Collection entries

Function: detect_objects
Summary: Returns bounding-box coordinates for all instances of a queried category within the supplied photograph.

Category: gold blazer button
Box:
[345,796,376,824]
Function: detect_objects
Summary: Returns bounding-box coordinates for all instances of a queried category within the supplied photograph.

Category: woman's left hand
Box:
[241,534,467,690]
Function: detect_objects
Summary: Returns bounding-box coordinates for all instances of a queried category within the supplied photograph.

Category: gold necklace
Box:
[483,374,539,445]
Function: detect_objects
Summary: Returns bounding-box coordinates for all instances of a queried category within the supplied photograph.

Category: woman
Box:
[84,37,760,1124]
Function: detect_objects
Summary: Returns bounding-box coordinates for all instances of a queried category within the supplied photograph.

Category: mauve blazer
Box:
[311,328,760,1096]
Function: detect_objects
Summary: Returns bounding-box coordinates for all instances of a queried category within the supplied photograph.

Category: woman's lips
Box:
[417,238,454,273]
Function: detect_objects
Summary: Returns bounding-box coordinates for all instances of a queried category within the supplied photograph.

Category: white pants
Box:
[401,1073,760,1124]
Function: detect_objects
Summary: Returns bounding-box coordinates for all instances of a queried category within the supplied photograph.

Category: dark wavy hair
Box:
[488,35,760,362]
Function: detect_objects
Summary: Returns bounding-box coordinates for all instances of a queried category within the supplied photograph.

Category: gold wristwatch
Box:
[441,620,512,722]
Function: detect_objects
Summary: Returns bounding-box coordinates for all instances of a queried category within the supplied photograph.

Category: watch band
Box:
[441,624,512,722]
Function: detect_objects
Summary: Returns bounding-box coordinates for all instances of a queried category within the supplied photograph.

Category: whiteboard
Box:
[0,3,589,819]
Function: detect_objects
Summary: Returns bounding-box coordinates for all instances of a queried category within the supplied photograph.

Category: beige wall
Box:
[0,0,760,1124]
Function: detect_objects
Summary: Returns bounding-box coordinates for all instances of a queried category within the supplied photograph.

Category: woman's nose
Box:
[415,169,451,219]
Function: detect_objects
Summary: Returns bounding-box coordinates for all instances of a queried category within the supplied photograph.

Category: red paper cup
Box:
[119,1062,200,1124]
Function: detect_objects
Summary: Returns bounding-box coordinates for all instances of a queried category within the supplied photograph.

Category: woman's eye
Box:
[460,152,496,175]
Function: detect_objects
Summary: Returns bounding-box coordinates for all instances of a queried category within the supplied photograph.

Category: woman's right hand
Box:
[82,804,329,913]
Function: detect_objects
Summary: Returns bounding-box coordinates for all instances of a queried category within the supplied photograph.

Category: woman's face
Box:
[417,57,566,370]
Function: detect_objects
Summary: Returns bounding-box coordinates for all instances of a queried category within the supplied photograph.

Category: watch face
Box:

EXERCISE DIRECTIONS
Present every line of the entries above as a Markdown table with the columns Number and Line, omitting blank lines and numbering the remaining lines in order.

EXERCISE RESULT
| Number | Line |
|---|---|
| 1 | Function: detect_objects |
| 2 | Summary: Returns bounding-box coordinates for all instances of a queried category within the supplied photograph. |
| 3 | Category: gold blazer button |
| 4 | Box: |
| 5 | [345,796,376,824] |
| 6 | Function: detect_objects |
| 7 | Summary: Returns bounding-box coordinates for all instances of a queried category within the supplied photograph. |
| 8 | Category: woman's left hand |
| 9 | Box: |
| 10 | [241,534,467,690] |
| 11 | Function: detect_objects |
| 12 | Summary: Returns bounding-box coordinates for all instances of a queried category within the supplied photograph. |
| 13 | Category: gold necklace |
| 14 | Box: |
| 15 | [483,374,539,445] |
| 16 | Function: detect_objects |
| 17 | Summary: Returns bounding-box coordinates for all instances of a queried category within the supplied photograph. |
| 18 | Category: woman |
| 19 | Box: |
| 20 | [84,37,760,1124] |
| 21 | Function: detect_objects |
| 22 | Summary: Returns bounding-box coordinates for all instances of a queried category within the supplied photograph. |
| 23 | Category: mauve blazer |
| 24 | Box: |
| 25 | [311,328,760,1096] |
| 26 | Function: detect_objects |
| 27 | Summary: Returns bounding-box coordinates for all instances of a queried category within the supplied photograph. |
| 28 | Category: woman's lips |
| 29 | Box: |
| 30 | [417,238,454,273] |
| 31 | Function: detect_objects |
| 32 | Summary: Returns bounding-box coordinates for all instances of a queried category within the supplied photograph. |
| 33 | Category: white pants |
| 34 | Box: |
| 35 | [401,1073,760,1124] |
| 36 | Function: detect_objects |
| 37 | Summary: Returns bounding-box coordinates for all instances of a queried category within the supplied photograph. |
| 38 | Category: dark wavy hair |
| 39 | Box: |
| 40 | [488,35,760,362] |
| 41 | Function: detect_objects |
| 42 | Summary: Returns bounding-box coordinates for all instances of a queried category within the supplied photograph. |
| 43 | Category: gold wristwatch |
| 44 | Box: |
| 45 | [441,620,512,722] |
| 46 | Function: detect_objects |
| 47 | Summary: Returns bounding-box coordinates for all instances of a queried category within the supplied photograph. |
| 48 | Category: watch band |
| 49 | Box: |
| 50 | [441,624,512,722] |
| 51 | Function: detect_objects |
| 52 | Summary: Returns bounding-box coordinates for all instances of a queried category within the supplied photograph. |
| 53 | Category: whiteboard |
| 54 | Box: |
| 55 | [0,3,589,819] |
| 56 | Function: detect_objects |
| 57 | Summary: Returns bounding-box coordinates for all instances of a queried category within the supplied photograph. |
| 58 | Category: beige wall |
| 59 | Box: |
| 60 | [0,0,760,1124] |
| 61 | Function: detect_objects |
| 62 | Summary: Returns bounding-box coordinates for all instances of a queried category within the supplied photograph. |
| 63 | Category: woman's nose |
| 64 | Box: |
| 65 | [415,169,451,219] |
| 66 | Function: detect_objects |
| 67 | Summary: Returns bounding-box coordinates for all instances of a queried category within the supplied photograph. |
| 68 | Category: red paper cup |
| 69 | Box: |
| 70 | [119,1062,200,1124] |
| 71 | Function: detect_objects |
| 72 | Summary: Returns bounding-box coordinates for all instances of a queried category within the supplied photograph. |
| 73 | Category: woman's eye |
| 74 | Box: |
| 75 | [460,152,496,175] |
| 76 | Function: detect_objects |
| 77 | Summary: Returns bounding-box coordinates for all instances of a queried category within the supplied photograph. |
| 78 | Category: woman's right hand |
| 79 | Box: |
| 80 | [82,804,329,913] |
| 81 | Function: detect_objects |
| 82 | Summary: Returns bounding-box coordinates for all instances of a queried category within the supplied photograph. |
| 83 | Category: woman's face |
| 84 | Box: |
| 85 | [417,57,566,370] |
| 86 | Function: detect_objects |
| 87 | Summary: Returns bounding-box coordinates for all instances of a queried category within the supplied photograph. |
| 88 | Category: watch face |
| 89 | Box: |